### Your objective
Nothing but the lines from the one containing "Task: point at every instance of the street" to the end of the data should be returned, each exactly as written.

### Point-based annotation data
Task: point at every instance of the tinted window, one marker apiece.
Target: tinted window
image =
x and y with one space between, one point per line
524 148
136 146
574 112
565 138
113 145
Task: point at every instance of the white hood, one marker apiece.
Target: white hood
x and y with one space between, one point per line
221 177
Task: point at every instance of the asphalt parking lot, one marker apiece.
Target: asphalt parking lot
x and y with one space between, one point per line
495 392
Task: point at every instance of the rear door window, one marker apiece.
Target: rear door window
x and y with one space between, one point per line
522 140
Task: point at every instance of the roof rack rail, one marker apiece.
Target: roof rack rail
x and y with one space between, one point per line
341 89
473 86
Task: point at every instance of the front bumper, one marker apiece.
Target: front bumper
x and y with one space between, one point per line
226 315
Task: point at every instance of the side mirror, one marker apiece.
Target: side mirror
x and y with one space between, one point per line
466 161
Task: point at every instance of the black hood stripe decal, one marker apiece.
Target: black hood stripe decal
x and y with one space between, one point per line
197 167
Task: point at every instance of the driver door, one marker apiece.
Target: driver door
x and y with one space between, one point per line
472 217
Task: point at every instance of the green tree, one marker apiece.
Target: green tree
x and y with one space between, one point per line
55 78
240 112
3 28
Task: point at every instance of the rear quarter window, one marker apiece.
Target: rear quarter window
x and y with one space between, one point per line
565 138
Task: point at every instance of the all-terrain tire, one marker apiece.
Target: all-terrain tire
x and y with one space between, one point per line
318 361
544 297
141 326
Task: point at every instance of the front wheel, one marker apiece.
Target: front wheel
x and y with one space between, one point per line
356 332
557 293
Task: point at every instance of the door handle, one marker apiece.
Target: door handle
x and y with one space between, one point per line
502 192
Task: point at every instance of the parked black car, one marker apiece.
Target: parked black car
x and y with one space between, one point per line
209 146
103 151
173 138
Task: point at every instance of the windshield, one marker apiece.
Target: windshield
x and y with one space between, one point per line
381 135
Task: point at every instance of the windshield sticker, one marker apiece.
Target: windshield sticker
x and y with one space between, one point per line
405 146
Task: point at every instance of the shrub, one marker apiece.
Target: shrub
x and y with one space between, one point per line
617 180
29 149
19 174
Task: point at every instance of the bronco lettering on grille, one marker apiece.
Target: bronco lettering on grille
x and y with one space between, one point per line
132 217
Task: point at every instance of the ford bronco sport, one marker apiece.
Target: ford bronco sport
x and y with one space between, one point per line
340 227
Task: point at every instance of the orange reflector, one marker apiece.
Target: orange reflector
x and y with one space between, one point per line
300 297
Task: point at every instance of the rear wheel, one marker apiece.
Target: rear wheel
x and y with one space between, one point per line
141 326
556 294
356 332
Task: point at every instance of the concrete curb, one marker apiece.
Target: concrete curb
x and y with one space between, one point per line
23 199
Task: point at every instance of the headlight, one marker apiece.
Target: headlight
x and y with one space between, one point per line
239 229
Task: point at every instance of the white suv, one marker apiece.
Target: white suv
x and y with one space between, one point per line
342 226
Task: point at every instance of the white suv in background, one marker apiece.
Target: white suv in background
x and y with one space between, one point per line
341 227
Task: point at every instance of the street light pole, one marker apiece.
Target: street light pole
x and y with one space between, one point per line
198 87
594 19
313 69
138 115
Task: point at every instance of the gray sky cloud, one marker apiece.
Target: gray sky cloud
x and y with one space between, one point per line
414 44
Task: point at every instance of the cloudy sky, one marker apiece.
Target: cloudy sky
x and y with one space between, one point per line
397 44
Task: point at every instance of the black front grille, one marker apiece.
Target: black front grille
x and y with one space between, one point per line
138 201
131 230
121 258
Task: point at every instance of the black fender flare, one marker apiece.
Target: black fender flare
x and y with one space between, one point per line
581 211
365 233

### Full output
Task: point at every instance of the street light pole, one marker apiece.
Target: street light pole
x and y with one space between, one point per line
198 87
594 19
313 69
138 115
Task: point at every instance of the gray sky cloud, one marker apiece.
Target: gray sky cloud
x and y with one space between, one point per line
414 44
Task: point at every instance of the cloudy sky, one marker apiece.
Target: cloudy sky
x and y with one space between, one point per line
397 44
Task: point at every instance of the black front grille, one marker apiece.
Target: black front grille
x and y with one space between, one point per line
138 201
131 230
121 258
Task: point at every instance of the black fender flare, one marker apiece.
Target: black fender flare
x and y with one space between, one point per line
581 211
365 233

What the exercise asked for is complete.